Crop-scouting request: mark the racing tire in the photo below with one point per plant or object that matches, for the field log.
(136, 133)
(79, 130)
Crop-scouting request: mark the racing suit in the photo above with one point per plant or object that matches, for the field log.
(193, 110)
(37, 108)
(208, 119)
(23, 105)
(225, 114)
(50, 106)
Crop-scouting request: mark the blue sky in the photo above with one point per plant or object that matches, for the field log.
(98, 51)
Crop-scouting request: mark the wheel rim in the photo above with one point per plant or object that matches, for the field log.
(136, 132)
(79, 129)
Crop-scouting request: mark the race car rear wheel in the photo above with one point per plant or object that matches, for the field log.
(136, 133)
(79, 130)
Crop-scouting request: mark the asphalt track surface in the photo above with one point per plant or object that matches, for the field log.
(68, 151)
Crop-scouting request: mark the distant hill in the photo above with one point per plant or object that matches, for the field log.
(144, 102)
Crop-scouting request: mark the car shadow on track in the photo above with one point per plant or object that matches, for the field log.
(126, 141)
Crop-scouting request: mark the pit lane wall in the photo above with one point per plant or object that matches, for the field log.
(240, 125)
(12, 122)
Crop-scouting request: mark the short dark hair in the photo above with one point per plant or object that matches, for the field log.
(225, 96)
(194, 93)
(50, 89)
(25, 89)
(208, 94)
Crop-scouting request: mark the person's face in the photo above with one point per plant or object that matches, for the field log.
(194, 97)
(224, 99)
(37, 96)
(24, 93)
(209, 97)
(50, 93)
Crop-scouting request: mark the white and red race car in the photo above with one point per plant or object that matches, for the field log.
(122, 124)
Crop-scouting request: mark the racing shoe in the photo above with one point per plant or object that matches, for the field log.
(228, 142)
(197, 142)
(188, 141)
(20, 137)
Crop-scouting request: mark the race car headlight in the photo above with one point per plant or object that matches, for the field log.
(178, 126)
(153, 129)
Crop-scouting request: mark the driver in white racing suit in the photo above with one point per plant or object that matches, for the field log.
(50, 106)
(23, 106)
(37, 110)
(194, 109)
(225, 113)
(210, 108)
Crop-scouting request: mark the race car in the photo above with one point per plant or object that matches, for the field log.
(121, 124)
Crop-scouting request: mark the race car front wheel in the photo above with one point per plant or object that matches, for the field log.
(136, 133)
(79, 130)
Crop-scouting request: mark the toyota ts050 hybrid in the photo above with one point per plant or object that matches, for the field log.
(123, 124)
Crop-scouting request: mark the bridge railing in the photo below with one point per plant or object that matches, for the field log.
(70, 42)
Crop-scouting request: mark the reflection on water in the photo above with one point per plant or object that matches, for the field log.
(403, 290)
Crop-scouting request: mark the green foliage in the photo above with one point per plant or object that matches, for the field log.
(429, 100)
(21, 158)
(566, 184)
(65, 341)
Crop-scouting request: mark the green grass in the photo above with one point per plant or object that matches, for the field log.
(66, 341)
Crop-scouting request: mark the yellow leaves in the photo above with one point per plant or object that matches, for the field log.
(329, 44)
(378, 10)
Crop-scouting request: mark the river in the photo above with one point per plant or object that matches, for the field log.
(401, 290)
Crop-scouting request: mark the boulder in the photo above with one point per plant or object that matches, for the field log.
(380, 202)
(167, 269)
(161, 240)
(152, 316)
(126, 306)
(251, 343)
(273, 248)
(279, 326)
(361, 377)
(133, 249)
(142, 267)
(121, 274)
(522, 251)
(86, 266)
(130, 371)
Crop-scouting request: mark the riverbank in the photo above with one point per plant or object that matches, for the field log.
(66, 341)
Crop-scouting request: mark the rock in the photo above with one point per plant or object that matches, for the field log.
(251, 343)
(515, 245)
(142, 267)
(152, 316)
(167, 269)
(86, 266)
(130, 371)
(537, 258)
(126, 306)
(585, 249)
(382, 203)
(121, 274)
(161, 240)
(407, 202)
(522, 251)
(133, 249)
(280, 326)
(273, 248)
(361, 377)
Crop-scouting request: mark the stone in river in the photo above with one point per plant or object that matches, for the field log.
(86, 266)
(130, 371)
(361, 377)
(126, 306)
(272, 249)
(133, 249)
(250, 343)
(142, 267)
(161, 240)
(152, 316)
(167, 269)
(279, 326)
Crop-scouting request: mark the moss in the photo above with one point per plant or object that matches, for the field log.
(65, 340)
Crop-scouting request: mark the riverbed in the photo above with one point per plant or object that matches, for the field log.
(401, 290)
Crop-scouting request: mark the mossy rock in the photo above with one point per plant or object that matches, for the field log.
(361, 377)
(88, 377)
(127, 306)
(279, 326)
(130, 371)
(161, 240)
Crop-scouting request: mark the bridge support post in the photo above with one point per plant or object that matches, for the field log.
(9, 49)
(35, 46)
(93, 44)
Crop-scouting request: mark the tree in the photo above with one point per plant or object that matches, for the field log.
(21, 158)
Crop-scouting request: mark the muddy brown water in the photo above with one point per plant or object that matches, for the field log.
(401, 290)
..............................
> Problem
Reproduce every record above exactly as it appears.

> The solution
Crop-scouting request: mark the racing tire in the photo below with one point per plant or object that matches, for the field log.
(136, 133)
(79, 130)
Crop-scouting request: mark the racing suit in the photo above with one point per plant or object that matches, for the field log.
(193, 110)
(37, 108)
(208, 119)
(23, 105)
(225, 114)
(50, 106)
Crop-scouting request: mark the blue sky in the photo above with one point per plant or object that matches, for the field log.
(98, 51)
Crop-scouting request: mark the wheel rim in the photo above with one point per plant or object that matches, for the field log.
(136, 132)
(79, 129)
Crop-scouting request: mark the race car rear wheel in the photo above with one point per plant or object that matches, for the field log.
(136, 133)
(79, 130)
Crop-scouting request: mark the asphalt track surface in the photo above with one point per plant or object that matches, for the field log.
(68, 151)
Crop-scouting request: mark the distant hill in the photo above with one point per plant or object that matches, for the field log.
(144, 102)
Crop-scouting request: mark the car shadow on track in the photo above with one point per plant or object that matches, for the field log.
(126, 141)
Crop-scouting request: mark the pit lane wall in the photo above with one point per plant or object that matches, for the field log.
(240, 125)
(12, 122)
Crop-scouting request: mark the short dark hair in the photo above with one point per plant or object that matches, for the field log.
(225, 96)
(194, 93)
(50, 89)
(25, 89)
(208, 94)
Crop-scouting request: mark the person's face in the photo above with one point per plant or object that matches, for the field log.
(194, 97)
(224, 99)
(37, 96)
(24, 93)
(209, 97)
(50, 93)
Crop-scouting request: mark the white and red race car in the photo above with one point per plant or object that matches, for the field log.
(122, 124)
Crop-scouting request: mark the racing shoe in the photo above with one point per plant or object that matches, for the field log.
(228, 142)
(197, 142)
(188, 141)
(20, 137)
Crop-scouting request: mark the race car headlight in the photo above with one point per plant or object that matches, for the field log.
(178, 126)
(153, 129)
Crop-scouting request: mark the driver in white racing suit in the photo above with one point per plant or object that matches, for the field log.
(50, 106)
(23, 106)
(37, 110)
(194, 109)
(225, 113)
(210, 108)
Crop-scouting request: mark the race car in the photo above with one point per plant or object that matches, for the field log.
(121, 124)
Crop-scouting request: mark the race car front wheel in the photo above with one point per plant or object that matches, for the field log.
(136, 133)
(79, 130)
Crop-scouting request: mark the toyota ts050 hybrid in the photo above with one point per plant or object that matches, for the field log.
(123, 124)
Crop-scouting request: mark the bridge railing in the photo below with one point per plant or object that matches, for the field log.
(70, 42)
Crop-scouting request: mark the reflection on water in the photo above with one point per plant or object that matches, for the field log.
(403, 290)
Crop-scouting request: mark the green foliage in the photo above with one point per plant or object that matches, for the field log.
(429, 100)
(21, 158)
(566, 184)
(65, 341)
Crop-scouting request: mark the green grass in the photo above with one point per plant or object that matches, for the field log.
(66, 341)
Crop-scouting request: mark the yellow leaves in the photo above with one point per plant or object that matches, for the field log.
(329, 44)
(378, 10)
Crop-scouting request: mark the river in the photo above with one point per plant or object that matches, for the field log.
(401, 290)
Crop-scouting request: mark the boulder in the photo above with one point per plant or object that matches, for the field log.
(380, 202)
(167, 269)
(161, 240)
(152, 316)
(126, 306)
(251, 343)
(273, 248)
(279, 326)
(361, 377)
(133, 249)
(142, 267)
(121, 274)
(522, 251)
(86, 266)
(130, 371)
Crop-scouting request: mark the riverbank in the photo above with one point per plant or object that matches, for the field log.
(66, 341)
Crop-scouting request: mark the rock in the photo above with one point per plant or object that matches, for the field log.
(251, 343)
(515, 245)
(142, 267)
(152, 316)
(167, 269)
(86, 266)
(130, 371)
(537, 258)
(126, 306)
(585, 249)
(382, 203)
(121, 274)
(161, 240)
(407, 202)
(522, 251)
(133, 249)
(280, 326)
(273, 248)
(361, 377)
Crop-scouting request: mark the stone in river in the photo above with one point per plant or object that matches, for the field log.
(86, 266)
(130, 371)
(361, 377)
(126, 306)
(272, 249)
(133, 249)
(250, 343)
(142, 267)
(161, 240)
(152, 316)
(167, 269)
(279, 326)
Crop-scouting request: mark the moss in the photo above with one point per plant or object that matches, for the field log.
(65, 340)
Crop-scouting request: mark the riverbed in the photo above with one point per plant or object that matches, for the field log.
(401, 290)
Crop-scouting request: mark the mossy rock in the photo above with one point per plant or object that matches, for the field log.
(361, 377)
(88, 377)
(127, 306)
(279, 326)
(130, 371)
(161, 240)
Crop-scouting request: mark the bridge support post in the photo above with one point per plant or object that matches, for the field log.
(9, 49)
(35, 46)
(93, 44)
Crop-scouting request: mark the tree in the photo above with one point per plant or object that matches, for the field log.
(21, 158)
Crop-scouting request: mark the muddy brown water in the photo above with one point per plant or object that matches, for the field log.
(401, 290)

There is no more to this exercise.